**Reading text:**
···
Sarah Barclay | Clinical Psychologist
BSc (Hons), MPsych (Clinical), MAPS
I am a clinical psychologist with experience working with clients with a variety of presenting concerns. My focus is on creating a safe and collaborative space whereby I use evidence-based therapies to help my clients work towards their specific treatment goals. The interventions I use are predominantly Cognitive Behaviour Therapy (CBT) based including aspects of Acceptance and Commitment Therapy (ACT) and Dialectical Behaviour Therapy (DBT).
I work with adolescents (15+) and adults seeking assistance for:
- Stress management
- Adjustment and transitions
- Eating disorders
- Body image concerns
- Low self-esteem
- Developinghealthy relationships with food
- Grief and loss
- Communication and assertiveness skills
- Emotional adjustment to cancer diagnosis and treatment
In addition to my experience in private practice, I have previously worked in the Monash Health eating disorders team in both the inpatient and day patient programs. I have also worked as a senior clinical psychologist for Eastern Health working with patients of the cancer service.
An interview with Sarah Barclay
Why did you become a psychologist?
I think I kind of fell into it. I was always interested in neuroscience and in studying that, the more I learned about human behaviour – how we can help people understand themselves better, make changes in their lives and things like that. I became more interested in psychology and I ended up going in that direction.
What are you passionate about in Psychology?
···
**Dataset excerpts:**
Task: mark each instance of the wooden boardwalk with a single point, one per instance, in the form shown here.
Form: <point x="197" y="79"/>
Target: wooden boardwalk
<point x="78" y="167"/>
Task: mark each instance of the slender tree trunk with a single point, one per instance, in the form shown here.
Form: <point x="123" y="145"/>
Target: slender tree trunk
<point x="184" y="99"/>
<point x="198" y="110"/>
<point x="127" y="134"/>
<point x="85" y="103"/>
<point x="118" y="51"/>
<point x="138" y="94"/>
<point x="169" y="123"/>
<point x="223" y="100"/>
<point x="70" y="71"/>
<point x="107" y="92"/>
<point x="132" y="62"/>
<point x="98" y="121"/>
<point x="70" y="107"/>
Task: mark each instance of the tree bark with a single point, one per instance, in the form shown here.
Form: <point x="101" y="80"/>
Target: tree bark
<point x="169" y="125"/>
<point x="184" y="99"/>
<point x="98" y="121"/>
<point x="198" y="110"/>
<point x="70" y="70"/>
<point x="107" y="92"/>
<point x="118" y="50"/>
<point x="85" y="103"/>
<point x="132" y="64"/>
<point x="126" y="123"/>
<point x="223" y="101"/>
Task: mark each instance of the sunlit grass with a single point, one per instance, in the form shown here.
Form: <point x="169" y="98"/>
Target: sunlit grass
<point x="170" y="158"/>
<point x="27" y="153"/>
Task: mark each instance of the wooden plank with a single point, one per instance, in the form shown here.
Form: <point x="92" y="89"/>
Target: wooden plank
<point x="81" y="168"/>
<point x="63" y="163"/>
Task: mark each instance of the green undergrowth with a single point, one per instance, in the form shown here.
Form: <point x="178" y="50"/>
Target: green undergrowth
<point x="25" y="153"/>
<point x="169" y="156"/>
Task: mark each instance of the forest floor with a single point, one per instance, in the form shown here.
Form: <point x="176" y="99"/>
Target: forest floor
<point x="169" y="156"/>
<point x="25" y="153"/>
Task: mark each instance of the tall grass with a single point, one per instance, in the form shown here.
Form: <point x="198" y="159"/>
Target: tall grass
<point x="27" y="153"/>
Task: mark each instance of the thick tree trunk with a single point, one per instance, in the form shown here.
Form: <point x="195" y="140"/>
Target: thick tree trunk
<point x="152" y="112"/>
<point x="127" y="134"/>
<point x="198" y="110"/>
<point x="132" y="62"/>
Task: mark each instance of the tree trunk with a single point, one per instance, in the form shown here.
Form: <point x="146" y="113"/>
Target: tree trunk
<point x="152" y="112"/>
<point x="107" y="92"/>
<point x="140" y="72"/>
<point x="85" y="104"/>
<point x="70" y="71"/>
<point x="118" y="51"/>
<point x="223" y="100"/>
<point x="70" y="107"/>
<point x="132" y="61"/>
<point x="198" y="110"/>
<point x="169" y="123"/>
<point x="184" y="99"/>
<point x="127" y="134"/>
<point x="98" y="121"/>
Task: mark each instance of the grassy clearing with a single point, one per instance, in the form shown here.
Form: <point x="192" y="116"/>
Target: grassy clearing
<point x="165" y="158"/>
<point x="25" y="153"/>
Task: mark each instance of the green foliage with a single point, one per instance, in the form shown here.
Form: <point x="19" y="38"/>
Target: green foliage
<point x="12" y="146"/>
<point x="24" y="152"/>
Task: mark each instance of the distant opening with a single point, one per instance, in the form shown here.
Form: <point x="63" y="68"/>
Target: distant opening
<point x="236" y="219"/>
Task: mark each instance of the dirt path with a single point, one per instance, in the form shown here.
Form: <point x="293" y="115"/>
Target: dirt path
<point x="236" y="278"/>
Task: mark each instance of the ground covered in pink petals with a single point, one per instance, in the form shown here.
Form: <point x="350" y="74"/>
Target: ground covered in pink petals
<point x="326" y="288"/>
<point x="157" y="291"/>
···
**Tasks to carry out:**
1 - In the Sarah Barclay profile, which organization employed her as a senior clinical psychologist?
2 - Pick up the Sarah Barclay profile after its last line and write what comes next.

**Answers for this exercise:**
1 - Eastern Health, where she worked with patients of the cancer service.

2 -
I’ve found it fascinating. I’m passionate about a lot of different things but something I’ve been really focused on is improving people’s relationships with food and their body. I think we often find ourselves in a culture where certain body types are valued and we become overly focused on what we’re eating and things like that. So healing that relationship with food, improving people’s body image and the relationship that they have with their body and with themselves – I think that’s one of the things I find most interesting and exciting.
How do you find satisfaction in the work you do?
It’s a sense of satisfaction in the work when people feel heard and understood and they say, ‘Oh, it makes sense now’ or ‘I thought I was the only one that felt like this’. And they get a sense that they’re not alone. But also, I think there’s satisfaction in the work when people come back and say, ‘Ah, this challenging thing happened in my life and I thought of that thing we talked about in session and I was able to try something different (or apply a new strategy or skill)’. I think that’s a really exciting part of the work.
What can a client expect in their first session?
In the first session, we’ll focus on getting to know what brings the client to therapy, what they’d like to work on and setting some treatment goals together so we’re all on the same page and also getting a bit of background. Also, understanding what’s happened in the client’s life that might have led them to this point or what helped them in the past or coping skills they already have.